Start of Data to use
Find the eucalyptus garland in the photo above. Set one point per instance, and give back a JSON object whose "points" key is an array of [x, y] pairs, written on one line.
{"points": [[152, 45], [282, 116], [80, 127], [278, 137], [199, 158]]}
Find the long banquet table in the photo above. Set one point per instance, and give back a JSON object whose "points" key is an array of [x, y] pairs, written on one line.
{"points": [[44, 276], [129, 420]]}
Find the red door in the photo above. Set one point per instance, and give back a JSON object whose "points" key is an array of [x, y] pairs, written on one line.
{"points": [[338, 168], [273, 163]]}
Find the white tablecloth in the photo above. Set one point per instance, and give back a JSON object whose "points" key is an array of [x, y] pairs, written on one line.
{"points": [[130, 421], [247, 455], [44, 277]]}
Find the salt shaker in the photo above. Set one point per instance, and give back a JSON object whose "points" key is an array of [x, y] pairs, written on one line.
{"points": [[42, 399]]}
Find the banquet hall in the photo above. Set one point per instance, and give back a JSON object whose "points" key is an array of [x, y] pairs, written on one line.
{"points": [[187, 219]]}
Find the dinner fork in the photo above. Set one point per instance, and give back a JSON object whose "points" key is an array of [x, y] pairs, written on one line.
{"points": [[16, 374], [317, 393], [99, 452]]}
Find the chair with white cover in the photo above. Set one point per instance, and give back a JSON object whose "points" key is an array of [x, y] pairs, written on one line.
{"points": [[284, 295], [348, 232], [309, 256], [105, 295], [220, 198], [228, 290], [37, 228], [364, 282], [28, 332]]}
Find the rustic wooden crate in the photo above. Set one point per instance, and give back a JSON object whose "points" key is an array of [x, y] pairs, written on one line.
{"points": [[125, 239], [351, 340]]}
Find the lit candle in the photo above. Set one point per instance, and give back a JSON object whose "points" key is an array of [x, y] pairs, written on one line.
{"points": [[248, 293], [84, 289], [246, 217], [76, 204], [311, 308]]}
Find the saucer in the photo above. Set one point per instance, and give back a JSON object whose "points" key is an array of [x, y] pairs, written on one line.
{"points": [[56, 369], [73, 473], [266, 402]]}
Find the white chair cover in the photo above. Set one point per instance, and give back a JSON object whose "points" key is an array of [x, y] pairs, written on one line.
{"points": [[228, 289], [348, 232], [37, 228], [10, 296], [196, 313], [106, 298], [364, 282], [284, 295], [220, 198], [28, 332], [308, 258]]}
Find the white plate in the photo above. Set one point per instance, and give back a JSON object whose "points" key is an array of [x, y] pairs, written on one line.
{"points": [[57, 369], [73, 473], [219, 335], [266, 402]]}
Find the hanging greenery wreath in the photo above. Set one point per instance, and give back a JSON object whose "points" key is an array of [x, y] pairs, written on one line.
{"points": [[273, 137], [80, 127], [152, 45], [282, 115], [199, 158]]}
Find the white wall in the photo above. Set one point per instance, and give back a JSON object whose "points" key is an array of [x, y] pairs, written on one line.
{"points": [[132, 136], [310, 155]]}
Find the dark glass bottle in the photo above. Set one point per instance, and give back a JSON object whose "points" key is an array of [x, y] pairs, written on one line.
End of Data to use
Start of Data to use
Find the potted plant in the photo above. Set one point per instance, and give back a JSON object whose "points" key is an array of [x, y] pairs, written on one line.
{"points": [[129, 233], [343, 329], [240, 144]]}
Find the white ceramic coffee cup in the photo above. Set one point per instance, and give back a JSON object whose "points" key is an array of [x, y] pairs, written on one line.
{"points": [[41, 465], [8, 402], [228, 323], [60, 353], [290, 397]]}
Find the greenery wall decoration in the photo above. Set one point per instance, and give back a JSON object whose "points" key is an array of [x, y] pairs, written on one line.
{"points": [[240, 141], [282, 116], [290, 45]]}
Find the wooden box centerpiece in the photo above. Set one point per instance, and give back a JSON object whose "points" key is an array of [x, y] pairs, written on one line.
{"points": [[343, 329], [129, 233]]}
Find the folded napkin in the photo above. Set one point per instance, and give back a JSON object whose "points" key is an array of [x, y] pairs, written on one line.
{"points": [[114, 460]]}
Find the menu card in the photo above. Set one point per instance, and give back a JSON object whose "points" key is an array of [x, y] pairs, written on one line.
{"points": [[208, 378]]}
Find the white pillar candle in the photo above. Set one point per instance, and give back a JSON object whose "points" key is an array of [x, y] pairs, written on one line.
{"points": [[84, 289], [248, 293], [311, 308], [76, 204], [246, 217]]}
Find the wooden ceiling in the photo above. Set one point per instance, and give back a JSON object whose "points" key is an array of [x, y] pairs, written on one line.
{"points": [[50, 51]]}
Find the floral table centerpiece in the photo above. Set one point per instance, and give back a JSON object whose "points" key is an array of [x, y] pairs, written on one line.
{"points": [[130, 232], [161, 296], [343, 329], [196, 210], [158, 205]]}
End of Data to use
Start of Data to use
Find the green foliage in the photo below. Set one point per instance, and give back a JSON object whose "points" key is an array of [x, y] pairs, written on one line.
End of Data to use
# Exercise objective
The required answer is the run of lines above, starting at the line with "Find the white wall" and ending at the line with "Find the dark", reproduced exactly with both ends.

# Your response
Find the white wall in the photo above. Set one point per instance, and give back a JSON object whose "points" key is an array of [x, y] pairs, written on one line.
{"points": [[132, 136], [310, 155]]}
Find the dark glass bottle in the photo above. Set one point per instance, and give back a JSON object whose "points" key is an array of [x, y] pairs, written on one line.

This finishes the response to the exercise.